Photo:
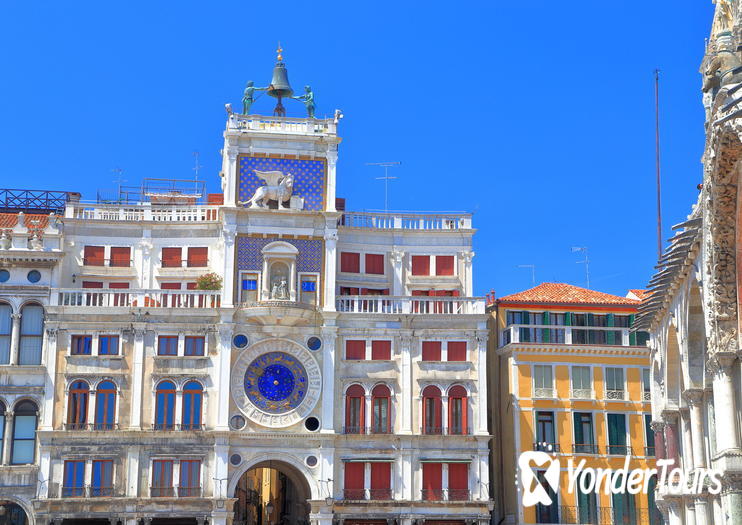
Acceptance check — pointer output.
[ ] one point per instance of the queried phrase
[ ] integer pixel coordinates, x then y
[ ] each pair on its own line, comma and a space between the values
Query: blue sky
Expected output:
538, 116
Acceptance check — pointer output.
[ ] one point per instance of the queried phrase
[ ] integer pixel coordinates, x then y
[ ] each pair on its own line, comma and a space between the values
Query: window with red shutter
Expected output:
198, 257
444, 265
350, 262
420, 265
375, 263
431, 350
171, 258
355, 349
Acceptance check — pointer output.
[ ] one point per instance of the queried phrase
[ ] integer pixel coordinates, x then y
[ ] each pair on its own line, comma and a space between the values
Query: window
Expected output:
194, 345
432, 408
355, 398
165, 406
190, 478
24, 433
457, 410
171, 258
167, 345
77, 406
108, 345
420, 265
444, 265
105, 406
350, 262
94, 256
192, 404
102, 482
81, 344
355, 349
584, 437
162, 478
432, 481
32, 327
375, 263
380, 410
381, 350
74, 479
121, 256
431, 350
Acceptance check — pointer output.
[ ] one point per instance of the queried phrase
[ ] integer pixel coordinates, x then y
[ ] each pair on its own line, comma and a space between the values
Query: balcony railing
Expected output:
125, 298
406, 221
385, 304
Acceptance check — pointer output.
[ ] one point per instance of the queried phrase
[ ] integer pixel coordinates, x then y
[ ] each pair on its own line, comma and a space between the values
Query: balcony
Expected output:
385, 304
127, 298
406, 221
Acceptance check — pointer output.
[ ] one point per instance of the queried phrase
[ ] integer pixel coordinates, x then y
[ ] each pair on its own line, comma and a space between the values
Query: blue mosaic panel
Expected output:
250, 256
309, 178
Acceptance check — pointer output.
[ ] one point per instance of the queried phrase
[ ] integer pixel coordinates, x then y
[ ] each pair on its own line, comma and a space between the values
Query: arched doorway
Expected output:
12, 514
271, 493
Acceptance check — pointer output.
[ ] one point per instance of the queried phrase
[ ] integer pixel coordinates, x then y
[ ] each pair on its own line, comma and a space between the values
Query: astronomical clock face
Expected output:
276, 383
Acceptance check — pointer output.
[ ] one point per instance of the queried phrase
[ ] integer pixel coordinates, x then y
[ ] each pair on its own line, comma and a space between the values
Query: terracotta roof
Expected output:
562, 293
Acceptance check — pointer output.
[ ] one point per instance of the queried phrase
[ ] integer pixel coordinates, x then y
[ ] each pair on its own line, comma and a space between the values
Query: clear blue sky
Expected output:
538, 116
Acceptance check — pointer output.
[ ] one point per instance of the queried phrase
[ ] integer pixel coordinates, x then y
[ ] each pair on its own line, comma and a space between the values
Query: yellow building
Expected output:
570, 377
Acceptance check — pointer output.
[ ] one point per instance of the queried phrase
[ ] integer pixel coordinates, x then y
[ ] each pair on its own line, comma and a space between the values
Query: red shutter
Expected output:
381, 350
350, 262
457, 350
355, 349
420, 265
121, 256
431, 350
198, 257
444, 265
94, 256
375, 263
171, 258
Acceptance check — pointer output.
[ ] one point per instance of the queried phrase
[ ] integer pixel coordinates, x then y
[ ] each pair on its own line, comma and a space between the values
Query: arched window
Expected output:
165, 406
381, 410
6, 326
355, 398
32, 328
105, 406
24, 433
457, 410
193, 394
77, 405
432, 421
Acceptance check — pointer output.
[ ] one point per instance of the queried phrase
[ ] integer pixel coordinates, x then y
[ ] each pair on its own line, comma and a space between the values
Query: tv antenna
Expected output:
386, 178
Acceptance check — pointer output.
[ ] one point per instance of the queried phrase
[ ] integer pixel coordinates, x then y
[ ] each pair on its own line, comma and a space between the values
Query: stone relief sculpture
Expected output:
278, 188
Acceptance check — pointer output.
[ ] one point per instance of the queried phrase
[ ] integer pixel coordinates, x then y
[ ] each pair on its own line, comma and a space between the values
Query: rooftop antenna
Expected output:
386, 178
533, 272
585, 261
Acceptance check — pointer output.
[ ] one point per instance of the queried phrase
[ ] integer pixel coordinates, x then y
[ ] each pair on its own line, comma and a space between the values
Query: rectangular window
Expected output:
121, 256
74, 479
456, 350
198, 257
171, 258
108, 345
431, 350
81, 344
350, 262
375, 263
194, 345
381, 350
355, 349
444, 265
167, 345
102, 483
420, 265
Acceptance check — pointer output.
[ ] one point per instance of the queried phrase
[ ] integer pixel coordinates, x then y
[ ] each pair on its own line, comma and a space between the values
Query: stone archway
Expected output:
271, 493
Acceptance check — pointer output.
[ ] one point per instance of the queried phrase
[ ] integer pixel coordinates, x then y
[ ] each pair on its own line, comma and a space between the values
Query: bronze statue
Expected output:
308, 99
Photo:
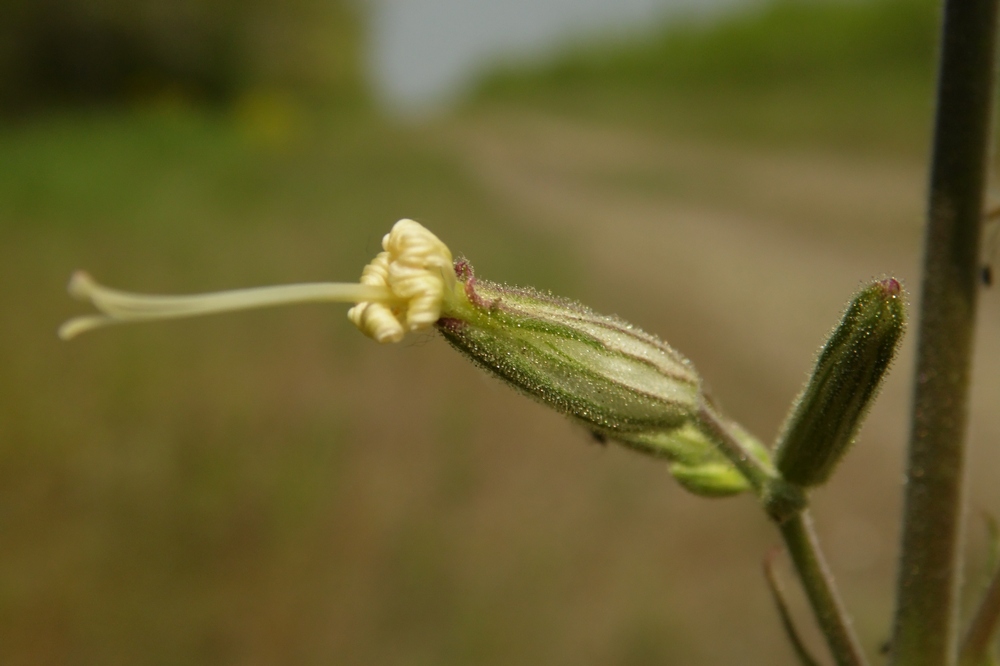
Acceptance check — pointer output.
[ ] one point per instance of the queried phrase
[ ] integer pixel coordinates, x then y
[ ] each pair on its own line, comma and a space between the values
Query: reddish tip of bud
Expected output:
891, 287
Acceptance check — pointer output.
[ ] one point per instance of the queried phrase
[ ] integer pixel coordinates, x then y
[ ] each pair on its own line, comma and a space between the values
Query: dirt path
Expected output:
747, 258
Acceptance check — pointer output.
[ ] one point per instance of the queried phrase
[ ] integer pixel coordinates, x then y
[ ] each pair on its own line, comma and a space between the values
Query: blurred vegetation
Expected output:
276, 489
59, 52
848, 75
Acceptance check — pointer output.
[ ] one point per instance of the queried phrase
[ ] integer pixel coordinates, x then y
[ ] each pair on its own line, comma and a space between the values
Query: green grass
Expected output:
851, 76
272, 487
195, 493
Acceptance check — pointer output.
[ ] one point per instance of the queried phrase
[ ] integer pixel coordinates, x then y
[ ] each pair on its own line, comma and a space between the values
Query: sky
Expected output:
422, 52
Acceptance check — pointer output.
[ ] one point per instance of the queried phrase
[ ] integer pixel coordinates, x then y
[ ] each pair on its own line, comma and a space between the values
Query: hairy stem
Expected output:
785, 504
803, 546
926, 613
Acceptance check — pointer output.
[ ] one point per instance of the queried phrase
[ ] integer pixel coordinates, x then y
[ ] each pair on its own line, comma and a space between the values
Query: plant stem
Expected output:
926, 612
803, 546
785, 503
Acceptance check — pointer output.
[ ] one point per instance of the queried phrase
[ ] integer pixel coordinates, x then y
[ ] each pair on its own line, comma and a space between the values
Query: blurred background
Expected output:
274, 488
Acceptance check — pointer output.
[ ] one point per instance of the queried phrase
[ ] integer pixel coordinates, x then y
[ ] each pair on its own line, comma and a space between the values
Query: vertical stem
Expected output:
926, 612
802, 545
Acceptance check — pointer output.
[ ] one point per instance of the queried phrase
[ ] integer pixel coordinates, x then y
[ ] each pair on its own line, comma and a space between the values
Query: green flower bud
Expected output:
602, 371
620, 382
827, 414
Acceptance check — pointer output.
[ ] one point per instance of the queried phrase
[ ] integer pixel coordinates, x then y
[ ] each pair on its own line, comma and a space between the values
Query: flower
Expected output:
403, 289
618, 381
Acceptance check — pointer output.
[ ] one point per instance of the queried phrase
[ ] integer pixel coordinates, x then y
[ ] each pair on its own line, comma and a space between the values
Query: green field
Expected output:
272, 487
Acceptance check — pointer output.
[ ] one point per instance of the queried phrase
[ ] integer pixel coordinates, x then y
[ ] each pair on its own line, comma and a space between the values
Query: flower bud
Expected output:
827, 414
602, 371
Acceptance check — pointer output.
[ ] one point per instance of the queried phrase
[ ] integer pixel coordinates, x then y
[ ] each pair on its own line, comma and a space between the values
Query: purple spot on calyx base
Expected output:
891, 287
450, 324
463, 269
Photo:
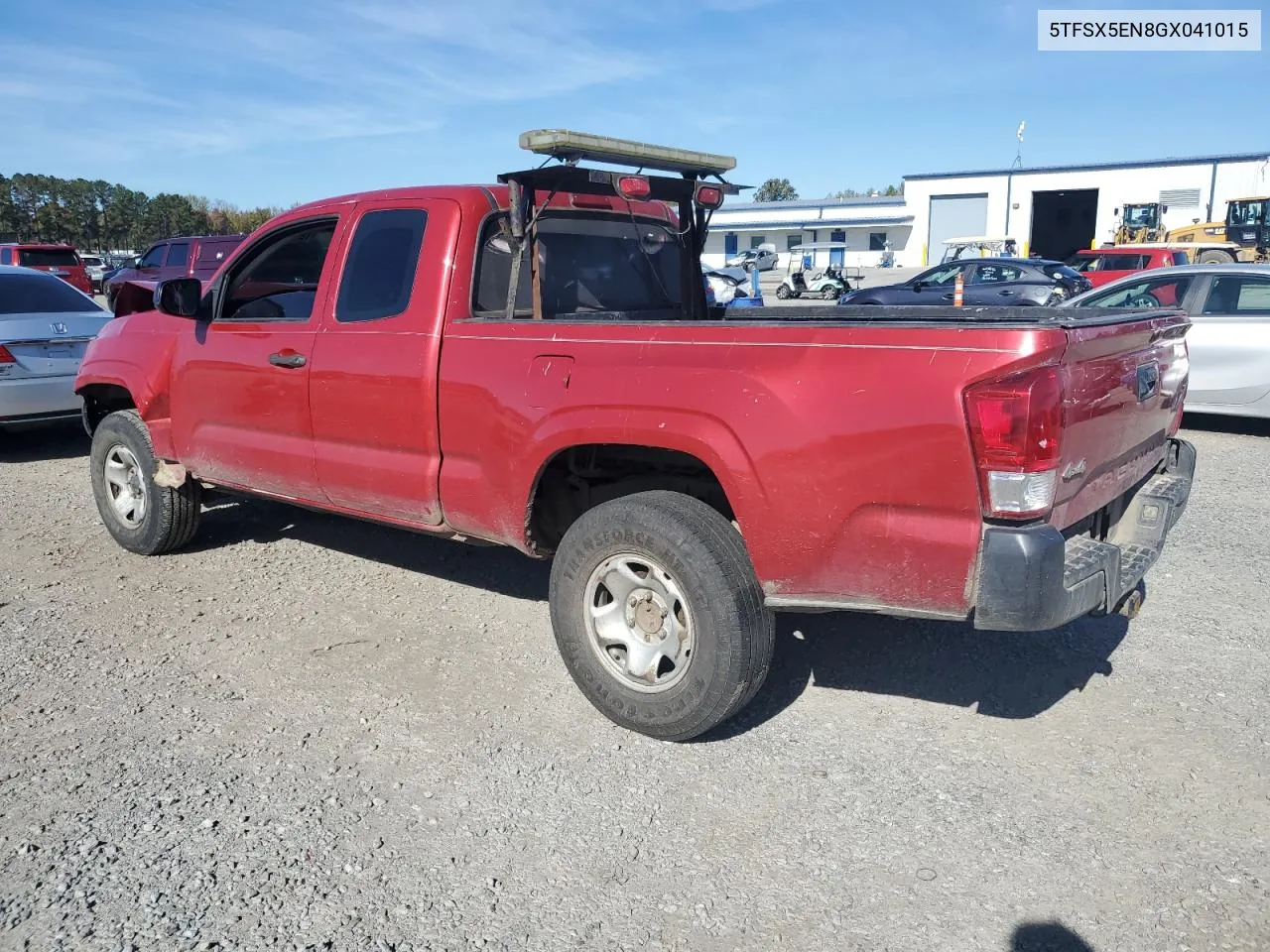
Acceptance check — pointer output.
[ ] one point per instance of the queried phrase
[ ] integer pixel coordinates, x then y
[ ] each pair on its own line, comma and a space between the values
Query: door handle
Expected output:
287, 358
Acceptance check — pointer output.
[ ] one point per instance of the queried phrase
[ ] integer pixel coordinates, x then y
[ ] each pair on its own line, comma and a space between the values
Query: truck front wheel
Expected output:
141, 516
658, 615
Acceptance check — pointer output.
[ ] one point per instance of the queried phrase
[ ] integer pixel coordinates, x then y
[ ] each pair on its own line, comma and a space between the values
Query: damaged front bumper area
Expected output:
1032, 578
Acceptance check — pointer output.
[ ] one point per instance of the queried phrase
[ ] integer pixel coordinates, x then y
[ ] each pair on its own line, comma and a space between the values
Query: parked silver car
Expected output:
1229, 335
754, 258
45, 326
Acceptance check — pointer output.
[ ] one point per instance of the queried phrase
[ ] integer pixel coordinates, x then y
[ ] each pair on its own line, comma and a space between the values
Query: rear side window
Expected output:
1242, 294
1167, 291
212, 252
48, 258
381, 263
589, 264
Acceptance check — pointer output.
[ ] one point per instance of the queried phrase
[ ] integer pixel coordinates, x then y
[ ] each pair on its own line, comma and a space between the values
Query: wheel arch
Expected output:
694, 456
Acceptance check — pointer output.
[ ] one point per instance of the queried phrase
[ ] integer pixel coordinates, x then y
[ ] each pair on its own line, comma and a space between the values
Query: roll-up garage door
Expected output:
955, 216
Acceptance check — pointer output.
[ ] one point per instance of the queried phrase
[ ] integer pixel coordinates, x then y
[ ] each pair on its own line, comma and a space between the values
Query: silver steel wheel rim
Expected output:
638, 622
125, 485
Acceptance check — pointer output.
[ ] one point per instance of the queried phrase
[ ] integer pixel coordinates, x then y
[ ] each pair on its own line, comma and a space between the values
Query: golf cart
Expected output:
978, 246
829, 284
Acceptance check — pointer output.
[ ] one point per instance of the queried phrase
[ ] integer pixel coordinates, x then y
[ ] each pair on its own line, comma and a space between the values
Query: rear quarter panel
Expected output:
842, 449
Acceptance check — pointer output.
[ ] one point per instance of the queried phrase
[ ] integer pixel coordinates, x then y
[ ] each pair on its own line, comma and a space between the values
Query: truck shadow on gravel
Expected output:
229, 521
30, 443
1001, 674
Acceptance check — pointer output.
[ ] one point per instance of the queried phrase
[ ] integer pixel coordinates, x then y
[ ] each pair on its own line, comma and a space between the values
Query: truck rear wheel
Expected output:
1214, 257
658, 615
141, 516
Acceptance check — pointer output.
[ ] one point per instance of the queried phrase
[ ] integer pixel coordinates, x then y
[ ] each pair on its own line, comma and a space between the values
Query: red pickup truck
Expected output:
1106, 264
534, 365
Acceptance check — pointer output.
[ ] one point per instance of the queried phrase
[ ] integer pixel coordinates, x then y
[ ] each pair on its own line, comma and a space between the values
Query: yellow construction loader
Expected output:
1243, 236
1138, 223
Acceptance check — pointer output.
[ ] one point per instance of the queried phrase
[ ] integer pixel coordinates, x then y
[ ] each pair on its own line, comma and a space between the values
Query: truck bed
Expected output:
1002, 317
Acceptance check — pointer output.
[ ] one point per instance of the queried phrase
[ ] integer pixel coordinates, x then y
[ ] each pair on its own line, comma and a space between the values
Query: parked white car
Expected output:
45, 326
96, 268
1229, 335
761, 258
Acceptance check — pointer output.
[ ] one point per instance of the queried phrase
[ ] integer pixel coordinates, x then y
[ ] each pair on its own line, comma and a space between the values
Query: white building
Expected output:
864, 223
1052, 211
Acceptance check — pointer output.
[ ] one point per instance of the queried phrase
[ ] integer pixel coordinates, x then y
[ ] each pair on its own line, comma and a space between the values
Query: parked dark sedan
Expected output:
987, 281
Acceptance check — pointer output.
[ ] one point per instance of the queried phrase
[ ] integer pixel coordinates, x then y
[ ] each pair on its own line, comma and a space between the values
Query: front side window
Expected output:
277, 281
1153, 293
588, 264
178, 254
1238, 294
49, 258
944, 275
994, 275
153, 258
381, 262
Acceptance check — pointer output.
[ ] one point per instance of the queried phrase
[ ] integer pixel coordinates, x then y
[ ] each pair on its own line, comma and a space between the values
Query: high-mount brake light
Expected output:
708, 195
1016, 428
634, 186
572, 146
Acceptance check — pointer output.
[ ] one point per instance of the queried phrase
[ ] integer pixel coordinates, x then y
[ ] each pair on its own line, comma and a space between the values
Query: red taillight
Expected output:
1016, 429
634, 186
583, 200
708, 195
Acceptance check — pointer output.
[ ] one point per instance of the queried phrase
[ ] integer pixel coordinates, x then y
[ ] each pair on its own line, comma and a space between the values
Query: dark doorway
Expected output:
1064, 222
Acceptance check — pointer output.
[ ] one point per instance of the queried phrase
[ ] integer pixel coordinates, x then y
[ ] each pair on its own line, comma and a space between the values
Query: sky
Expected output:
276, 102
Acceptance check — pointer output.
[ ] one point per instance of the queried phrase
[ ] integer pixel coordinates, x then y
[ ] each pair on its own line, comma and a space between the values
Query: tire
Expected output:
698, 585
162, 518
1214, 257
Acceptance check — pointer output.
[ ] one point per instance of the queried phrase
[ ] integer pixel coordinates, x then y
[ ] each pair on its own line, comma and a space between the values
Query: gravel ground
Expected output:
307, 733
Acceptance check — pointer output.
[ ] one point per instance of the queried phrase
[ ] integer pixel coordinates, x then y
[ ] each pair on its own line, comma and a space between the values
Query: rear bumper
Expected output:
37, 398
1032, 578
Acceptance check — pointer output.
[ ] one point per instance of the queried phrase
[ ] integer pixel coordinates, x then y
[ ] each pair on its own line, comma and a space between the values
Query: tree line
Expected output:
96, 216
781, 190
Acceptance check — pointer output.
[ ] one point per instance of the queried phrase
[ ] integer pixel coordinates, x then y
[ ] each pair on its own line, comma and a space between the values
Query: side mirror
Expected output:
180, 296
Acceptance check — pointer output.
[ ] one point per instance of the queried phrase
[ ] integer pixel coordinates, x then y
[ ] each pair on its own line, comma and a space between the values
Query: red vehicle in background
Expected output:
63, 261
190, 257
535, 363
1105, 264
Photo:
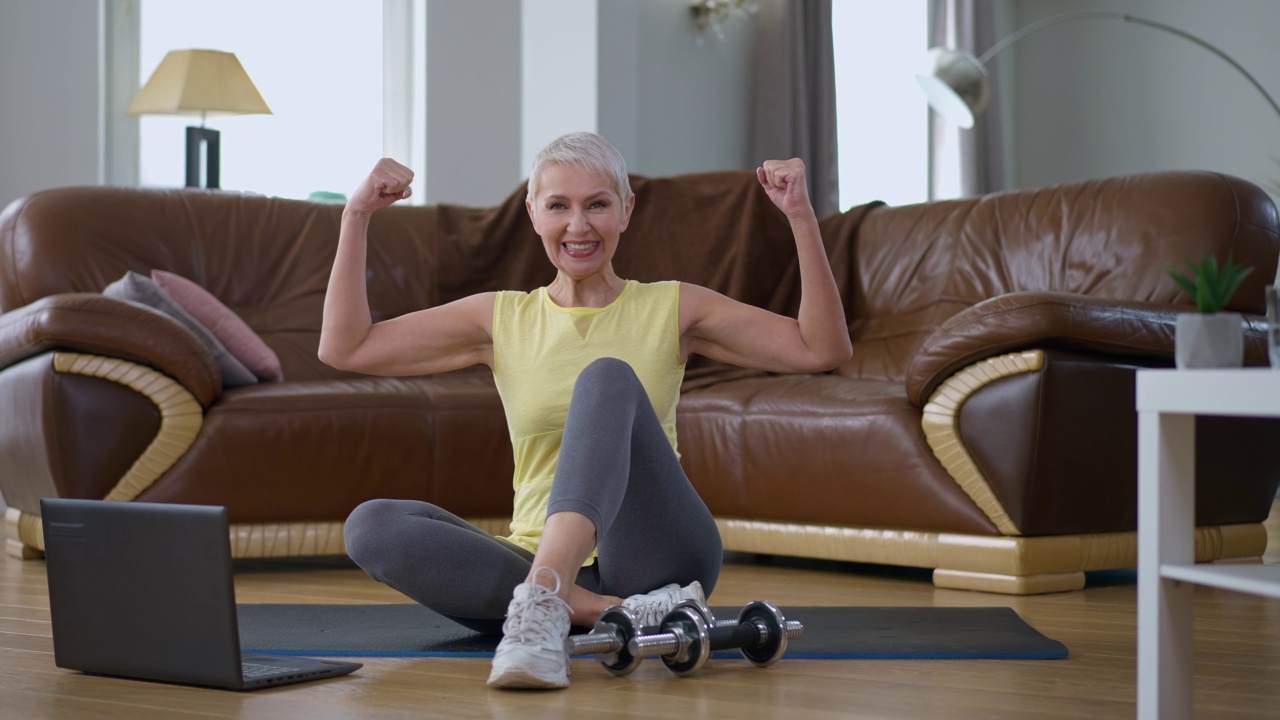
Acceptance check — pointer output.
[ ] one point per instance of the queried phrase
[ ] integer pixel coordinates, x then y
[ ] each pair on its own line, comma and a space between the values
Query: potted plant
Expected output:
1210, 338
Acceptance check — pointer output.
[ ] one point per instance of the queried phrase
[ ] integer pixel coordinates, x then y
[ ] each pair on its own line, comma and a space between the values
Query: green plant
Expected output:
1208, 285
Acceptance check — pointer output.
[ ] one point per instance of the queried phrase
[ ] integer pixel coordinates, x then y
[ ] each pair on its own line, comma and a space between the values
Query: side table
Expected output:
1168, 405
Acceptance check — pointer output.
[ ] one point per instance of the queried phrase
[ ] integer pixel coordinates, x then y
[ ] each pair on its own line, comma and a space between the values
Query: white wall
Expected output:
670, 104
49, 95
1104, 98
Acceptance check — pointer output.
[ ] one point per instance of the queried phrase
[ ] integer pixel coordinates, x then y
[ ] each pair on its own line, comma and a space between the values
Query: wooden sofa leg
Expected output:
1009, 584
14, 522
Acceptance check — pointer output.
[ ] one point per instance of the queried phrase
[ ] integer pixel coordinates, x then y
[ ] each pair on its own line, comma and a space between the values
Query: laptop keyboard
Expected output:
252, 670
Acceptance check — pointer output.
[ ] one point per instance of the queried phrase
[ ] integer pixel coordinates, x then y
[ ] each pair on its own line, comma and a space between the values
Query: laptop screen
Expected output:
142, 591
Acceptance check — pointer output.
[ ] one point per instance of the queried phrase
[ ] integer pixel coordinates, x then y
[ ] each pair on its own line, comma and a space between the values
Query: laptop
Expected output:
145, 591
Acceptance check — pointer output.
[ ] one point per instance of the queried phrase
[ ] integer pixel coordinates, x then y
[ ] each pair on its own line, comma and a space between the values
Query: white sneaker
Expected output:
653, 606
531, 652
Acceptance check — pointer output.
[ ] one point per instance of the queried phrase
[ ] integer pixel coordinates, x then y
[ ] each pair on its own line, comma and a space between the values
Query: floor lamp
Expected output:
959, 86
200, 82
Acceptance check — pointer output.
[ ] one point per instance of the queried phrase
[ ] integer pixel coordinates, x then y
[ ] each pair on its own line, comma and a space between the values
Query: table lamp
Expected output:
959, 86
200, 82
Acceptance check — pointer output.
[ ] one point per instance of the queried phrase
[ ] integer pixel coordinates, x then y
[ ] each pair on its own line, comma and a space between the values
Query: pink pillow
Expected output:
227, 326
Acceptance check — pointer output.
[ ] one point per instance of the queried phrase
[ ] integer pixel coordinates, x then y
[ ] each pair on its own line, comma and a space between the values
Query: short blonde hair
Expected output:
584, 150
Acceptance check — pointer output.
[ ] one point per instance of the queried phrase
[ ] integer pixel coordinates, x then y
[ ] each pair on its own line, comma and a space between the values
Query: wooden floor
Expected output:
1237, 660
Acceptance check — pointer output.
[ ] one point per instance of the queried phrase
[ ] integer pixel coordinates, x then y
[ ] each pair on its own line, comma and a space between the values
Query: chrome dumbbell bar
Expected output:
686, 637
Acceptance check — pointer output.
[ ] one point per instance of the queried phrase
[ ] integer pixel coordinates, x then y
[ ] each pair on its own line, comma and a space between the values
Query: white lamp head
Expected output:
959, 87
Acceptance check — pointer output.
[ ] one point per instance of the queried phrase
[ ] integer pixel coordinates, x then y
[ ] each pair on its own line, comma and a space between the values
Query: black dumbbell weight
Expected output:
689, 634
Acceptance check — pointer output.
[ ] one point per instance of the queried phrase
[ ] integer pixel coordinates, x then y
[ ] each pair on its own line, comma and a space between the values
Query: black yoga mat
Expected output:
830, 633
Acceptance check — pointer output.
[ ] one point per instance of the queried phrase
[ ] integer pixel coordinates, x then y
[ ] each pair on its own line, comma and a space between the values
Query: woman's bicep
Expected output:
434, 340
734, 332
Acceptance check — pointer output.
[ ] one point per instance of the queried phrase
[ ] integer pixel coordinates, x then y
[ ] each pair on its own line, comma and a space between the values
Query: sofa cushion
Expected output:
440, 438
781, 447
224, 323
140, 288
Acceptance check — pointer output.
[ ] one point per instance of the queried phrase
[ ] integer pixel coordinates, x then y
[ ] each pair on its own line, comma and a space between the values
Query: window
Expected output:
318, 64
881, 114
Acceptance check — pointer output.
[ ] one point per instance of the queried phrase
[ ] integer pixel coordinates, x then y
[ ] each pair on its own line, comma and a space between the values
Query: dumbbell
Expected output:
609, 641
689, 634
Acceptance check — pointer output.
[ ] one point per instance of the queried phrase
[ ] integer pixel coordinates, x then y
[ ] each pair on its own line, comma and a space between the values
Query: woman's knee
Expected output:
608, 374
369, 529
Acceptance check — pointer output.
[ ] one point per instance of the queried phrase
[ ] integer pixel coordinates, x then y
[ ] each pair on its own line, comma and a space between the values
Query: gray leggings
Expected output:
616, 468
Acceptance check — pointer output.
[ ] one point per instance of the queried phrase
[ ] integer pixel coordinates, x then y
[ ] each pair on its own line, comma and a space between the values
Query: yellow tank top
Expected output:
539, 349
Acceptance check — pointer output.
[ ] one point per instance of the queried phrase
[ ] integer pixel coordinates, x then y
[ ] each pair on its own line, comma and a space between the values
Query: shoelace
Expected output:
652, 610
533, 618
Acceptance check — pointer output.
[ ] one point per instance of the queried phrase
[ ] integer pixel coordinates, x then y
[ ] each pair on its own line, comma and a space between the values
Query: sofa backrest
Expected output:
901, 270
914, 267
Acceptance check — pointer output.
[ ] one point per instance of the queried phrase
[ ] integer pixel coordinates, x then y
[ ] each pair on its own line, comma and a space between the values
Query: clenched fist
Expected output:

◇ ◇ ◇ ◇

**Problem description**
Report each line of the entries where the word "yellow" occurs.

**Your response**
Query: yellow building
Query: yellow construction loader
Query: yellow tank top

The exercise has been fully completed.